# [Assigned task]
An exact copy of every record is the expected answer.
Content starts
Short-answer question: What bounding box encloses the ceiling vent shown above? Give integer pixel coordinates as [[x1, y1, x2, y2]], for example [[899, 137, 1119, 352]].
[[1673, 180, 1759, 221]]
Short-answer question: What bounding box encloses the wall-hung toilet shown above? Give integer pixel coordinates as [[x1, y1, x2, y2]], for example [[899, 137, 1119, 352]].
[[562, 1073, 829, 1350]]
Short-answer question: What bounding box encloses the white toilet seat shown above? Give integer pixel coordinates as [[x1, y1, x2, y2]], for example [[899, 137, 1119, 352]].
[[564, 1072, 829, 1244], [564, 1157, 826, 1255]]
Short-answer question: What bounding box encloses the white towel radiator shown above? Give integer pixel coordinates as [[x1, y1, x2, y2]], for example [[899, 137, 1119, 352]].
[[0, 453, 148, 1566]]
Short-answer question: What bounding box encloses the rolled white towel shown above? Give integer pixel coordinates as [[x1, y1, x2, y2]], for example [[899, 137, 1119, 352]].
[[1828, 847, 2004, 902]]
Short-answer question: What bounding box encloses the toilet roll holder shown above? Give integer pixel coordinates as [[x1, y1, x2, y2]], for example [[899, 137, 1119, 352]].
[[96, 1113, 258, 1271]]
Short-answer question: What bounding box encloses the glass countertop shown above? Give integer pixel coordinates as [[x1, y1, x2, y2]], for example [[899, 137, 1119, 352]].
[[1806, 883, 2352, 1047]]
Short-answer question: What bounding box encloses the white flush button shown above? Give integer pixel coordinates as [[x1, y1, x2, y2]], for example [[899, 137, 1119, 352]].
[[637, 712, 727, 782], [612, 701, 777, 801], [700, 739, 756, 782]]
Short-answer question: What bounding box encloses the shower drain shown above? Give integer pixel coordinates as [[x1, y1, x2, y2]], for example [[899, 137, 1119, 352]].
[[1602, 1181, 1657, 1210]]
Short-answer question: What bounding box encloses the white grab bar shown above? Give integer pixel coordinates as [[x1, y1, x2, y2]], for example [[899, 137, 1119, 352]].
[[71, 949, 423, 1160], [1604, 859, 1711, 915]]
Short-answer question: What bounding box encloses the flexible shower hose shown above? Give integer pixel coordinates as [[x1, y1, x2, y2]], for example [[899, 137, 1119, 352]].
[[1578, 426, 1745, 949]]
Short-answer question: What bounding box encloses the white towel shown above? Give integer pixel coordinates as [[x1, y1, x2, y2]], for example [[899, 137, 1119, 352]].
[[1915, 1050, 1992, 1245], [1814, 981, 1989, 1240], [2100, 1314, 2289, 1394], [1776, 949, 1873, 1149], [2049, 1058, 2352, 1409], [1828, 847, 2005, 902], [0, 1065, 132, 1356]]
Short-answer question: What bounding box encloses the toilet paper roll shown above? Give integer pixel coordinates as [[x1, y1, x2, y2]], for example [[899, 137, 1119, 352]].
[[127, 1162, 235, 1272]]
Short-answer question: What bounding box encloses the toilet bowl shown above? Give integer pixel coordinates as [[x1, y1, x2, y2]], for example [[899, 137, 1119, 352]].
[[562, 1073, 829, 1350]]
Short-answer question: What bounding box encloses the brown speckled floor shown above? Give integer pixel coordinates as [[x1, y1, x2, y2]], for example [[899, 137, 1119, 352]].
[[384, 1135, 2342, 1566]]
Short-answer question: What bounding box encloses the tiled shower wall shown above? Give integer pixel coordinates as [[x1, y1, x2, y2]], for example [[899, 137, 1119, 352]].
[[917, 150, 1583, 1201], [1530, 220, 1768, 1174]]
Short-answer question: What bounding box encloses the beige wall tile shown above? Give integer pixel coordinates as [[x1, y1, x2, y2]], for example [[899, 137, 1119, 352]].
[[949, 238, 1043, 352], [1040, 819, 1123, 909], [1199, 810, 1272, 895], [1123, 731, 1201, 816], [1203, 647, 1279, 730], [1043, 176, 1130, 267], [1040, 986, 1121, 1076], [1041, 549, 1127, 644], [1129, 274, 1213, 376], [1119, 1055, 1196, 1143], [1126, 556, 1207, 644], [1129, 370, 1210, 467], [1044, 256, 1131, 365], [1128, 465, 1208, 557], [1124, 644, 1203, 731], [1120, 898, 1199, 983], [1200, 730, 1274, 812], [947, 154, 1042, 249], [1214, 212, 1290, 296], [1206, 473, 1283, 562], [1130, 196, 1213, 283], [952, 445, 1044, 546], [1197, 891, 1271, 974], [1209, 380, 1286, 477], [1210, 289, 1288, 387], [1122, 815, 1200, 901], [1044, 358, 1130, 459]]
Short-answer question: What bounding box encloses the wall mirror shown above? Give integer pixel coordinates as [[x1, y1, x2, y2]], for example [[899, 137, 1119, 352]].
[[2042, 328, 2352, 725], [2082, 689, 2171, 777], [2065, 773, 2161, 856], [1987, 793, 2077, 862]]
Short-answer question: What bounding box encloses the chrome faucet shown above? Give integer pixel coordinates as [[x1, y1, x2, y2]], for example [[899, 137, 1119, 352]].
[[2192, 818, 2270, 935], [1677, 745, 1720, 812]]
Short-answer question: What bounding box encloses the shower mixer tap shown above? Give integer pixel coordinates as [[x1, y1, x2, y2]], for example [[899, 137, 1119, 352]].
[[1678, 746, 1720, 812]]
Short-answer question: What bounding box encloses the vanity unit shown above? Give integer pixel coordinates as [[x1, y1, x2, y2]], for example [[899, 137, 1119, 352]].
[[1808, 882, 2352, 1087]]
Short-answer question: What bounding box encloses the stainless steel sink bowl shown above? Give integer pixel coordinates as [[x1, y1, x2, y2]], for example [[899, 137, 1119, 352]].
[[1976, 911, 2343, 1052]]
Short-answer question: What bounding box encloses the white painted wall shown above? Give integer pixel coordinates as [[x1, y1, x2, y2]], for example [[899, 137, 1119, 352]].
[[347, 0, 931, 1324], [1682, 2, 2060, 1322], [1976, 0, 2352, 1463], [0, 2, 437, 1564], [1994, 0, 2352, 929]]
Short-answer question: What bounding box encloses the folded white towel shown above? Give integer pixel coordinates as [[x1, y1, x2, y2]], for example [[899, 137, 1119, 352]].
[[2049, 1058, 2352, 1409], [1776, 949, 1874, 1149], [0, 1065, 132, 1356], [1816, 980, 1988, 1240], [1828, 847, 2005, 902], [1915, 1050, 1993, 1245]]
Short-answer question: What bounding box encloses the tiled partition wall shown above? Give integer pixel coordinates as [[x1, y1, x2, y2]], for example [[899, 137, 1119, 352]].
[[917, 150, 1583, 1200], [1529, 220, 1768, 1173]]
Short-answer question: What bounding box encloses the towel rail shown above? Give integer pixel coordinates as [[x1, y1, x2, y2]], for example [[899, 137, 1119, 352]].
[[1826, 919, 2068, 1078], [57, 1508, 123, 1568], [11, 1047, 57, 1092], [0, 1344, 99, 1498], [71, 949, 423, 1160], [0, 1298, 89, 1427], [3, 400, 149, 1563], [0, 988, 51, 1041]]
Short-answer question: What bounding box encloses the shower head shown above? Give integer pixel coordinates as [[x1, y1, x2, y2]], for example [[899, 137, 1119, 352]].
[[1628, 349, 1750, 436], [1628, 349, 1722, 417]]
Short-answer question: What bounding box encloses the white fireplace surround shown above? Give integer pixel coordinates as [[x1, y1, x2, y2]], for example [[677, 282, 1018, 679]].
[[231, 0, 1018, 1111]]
Content ends
# [Task solution]
Short-answer question: What bounding box encloses the ceiling vent shown above? Give integer pixel coordinates as [[x1, y1, x2, y2]], for example [[899, 137, 1119, 352]].
[[1673, 180, 1759, 221]]
Short-answer question: What bounding box encloses the wall-hung toilet shown above? Give integer pixel coordinates as [[x1, y1, x2, y2]], for example [[899, 137, 1119, 352]].
[[562, 1073, 829, 1350]]
Short-answer question: What bounding box encloses the white toilet seat shown above? Give integer pixel coordinates as [[x1, y1, x2, y2]], for example [[899, 137, 1119, 352]].
[[564, 1072, 829, 1244], [564, 1157, 826, 1255]]
Short-answer question: What bounding box encloses the white towel radiator shown above? Give integer pixel coordinates as [[x1, y1, x2, y2]], for example [[899, 137, 1119, 352]].
[[0, 453, 148, 1566]]
Short-answer question: What bounding box encloses the rolled white towel shown above? Give integer pixel coordinates as [[x1, y1, x2, y2]], for example [[899, 137, 1119, 352]].
[[1828, 847, 2004, 902]]
Short-answer question: What bounding box encloses the toilet roll holder shown above? Give integer pixel coordinates as [[x1, y1, x2, y2]], for example [[899, 137, 1119, 352]].
[[96, 1113, 258, 1271]]
Short-answer question: What bounding box encloses the glass countertop shown above? Give integer pixel coordinates as [[x1, y1, x2, y2]], for example [[899, 137, 1119, 352]].
[[1806, 883, 2352, 1047]]
Short-answer question: What bounding box encloses the white flush button shown above? Give integer pixel coordinates as [[x1, y1, x2, y2]], for example [[899, 137, 1119, 352]].
[[637, 712, 727, 782], [612, 701, 777, 801], [700, 739, 756, 782]]
Short-answer question: What bounding box encloses the shower drain shown above? Give integer pixel coordinates as [[x1, y1, x2, y2]], for example [[899, 137, 1119, 352]].
[[1602, 1181, 1657, 1210]]
Short-answer question: What bounding box encloses the white grab bar shown above? Give integer pixel coordinates as [[x1, y1, x2, y2]], for example [[899, 137, 1119, 352]].
[[71, 949, 423, 1160], [1604, 859, 1711, 915]]
Short-answer question: What bounding box encloses the flexible shower hose shown above? Give integer pixel coordinates as [[x1, y1, x2, y2]], for example [[899, 137, 1119, 352]].
[[1578, 426, 1745, 949]]
Short-answer question: What bounding box encloses the white towel shown above? Give integer pixel coordinates as [[x1, y1, x2, y2]], for example [[899, 137, 1119, 352]].
[[1915, 1050, 1992, 1245], [1814, 981, 1989, 1240], [2100, 1314, 2289, 1394], [1776, 949, 1873, 1149], [2049, 1058, 2352, 1409], [1828, 847, 2005, 902], [0, 1065, 132, 1356]]
Short-answer question: What bounding box encloses the toilet paper roll shown above? Give integer pixel coordinates as [[x1, y1, x2, y2]], for example [[899, 137, 1119, 352]].
[[127, 1162, 235, 1272]]
Short-answer question: What bounding box encloses the toilet bowl shown above? Give integer pixel coordinates as [[x1, y1, x2, y2]], for example [[899, 137, 1119, 352]].
[[562, 1073, 829, 1350]]
Short-answer question: What bounding box encloses the brown speckled floor shown above? Give integer pixel coordinates as [[x1, y1, x2, y2]], for example [[899, 137, 1119, 352]].
[[384, 1135, 2342, 1566]]
Short-answer question: What bounding box encloses the tiled shower wall shown above? Give integer pixel coordinates as [[x1, y1, x2, y2]], for example [[899, 137, 1119, 352]].
[[917, 150, 1583, 1201], [1530, 220, 1768, 1174]]
Short-answer question: What bounding box encloses the beige wall tile shown above? Give integer pixel coordinates as [[x1, y1, x2, y2]], for example [[899, 137, 1119, 352]].
[[949, 238, 1043, 352], [1040, 819, 1123, 909], [1199, 810, 1272, 895], [1123, 731, 1201, 816], [1203, 647, 1279, 730], [1043, 176, 1130, 267], [1040, 986, 1121, 1076], [1041, 549, 1127, 644], [1129, 274, 1213, 376], [1119, 1055, 1196, 1143], [1126, 556, 1207, 644], [1129, 370, 1210, 467], [1044, 256, 1131, 365], [1128, 465, 1208, 557], [1124, 644, 1203, 731], [1120, 898, 1199, 983], [1200, 730, 1274, 812], [947, 154, 1042, 249], [1214, 212, 1290, 296], [1206, 473, 1283, 562], [1130, 196, 1213, 283], [952, 445, 1044, 546], [1197, 891, 1271, 974], [1209, 380, 1286, 477], [1210, 289, 1288, 387], [1122, 815, 1200, 901], [1044, 358, 1130, 459]]
Short-answer question: What bounding box encloses the wall mirror shown above? Give integer pixel coordinates as [[x1, y1, x2, y2]], for example [[899, 137, 1119, 352]].
[[2042, 328, 2352, 725], [2082, 689, 2171, 777], [2065, 773, 2161, 856], [1987, 793, 2077, 862]]
Short-answer question: What bounding box encloses the chrome faucet shown above? Give integer pixel coordinates as [[x1, y1, x2, y2]], for example [[899, 137, 1119, 352]].
[[2192, 818, 2270, 935], [1677, 745, 1720, 812]]
Short-answer question: What bounding box encloses the shower mixer tap shown above? Give integer pixel coordinates as [[x1, y1, x2, y2]], for example [[899, 137, 1119, 352]].
[[1678, 746, 1720, 812]]
Short-answer question: What bounding box encloses the vanity unit shown above? Give integer pixel coordinates as [[x1, y1, x2, y2]], for example [[899, 137, 1119, 352]].
[[1808, 882, 2352, 1087]]
Short-answer question: What bounding box encloses the stainless steel sink bowl shown above? Give integer pixel coordinates as [[x1, y1, x2, y2]], for example [[899, 137, 1119, 352]].
[[1976, 911, 2343, 1052]]
Short-answer question: What bounding box encloses the white painted wall shown above? Give integer pixel coordinates as [[x1, y1, x2, y2]], for example [[899, 137, 1119, 352]].
[[347, 0, 931, 1324], [1682, 2, 2060, 1322], [1976, 0, 2352, 1463], [0, 2, 437, 1564], [1994, 0, 2352, 929]]
Short-answer question: What bounding box encloses the folded white towel shown above? Give integer pixel coordinates as [[x1, y1, x2, y2]], for example [[899, 137, 1119, 352]].
[[2049, 1058, 2352, 1409], [1776, 949, 1874, 1149], [0, 1065, 132, 1356], [1816, 980, 1988, 1240], [1828, 847, 2005, 902], [1915, 1050, 1993, 1245]]
Short-answer question: What bounding box encloses the tiled partition wall shown above? Give integer pixel coordinates as [[x1, y1, x2, y2]], for example [[899, 137, 1119, 352]].
[[917, 150, 1583, 1200], [1529, 220, 1768, 1173]]
Short-answer question: What bounding box encloses the towel rail shown above? Give integer pixel coordinates as [[x1, y1, x2, y2]], for example [[899, 137, 1119, 352]].
[[1826, 919, 2068, 1078], [57, 1508, 123, 1568], [11, 1047, 57, 1092], [0, 1344, 99, 1498], [71, 949, 423, 1160], [0, 1298, 89, 1427], [3, 400, 149, 1563], [0, 988, 51, 1041]]
Short-answer question: What bounding box encloses the shower head shown above? Give integer pixel coordinates as [[x1, y1, x2, y2]], for example [[899, 137, 1119, 352]].
[[1628, 349, 1750, 436], [1628, 349, 1722, 417]]
Short-answer question: What bounding box encloses the white fireplace surround shown above? Give integer pixel coordinates as [[x1, y1, x2, y2]], for example [[677, 282, 1018, 679]].
[[231, 0, 1018, 1111]]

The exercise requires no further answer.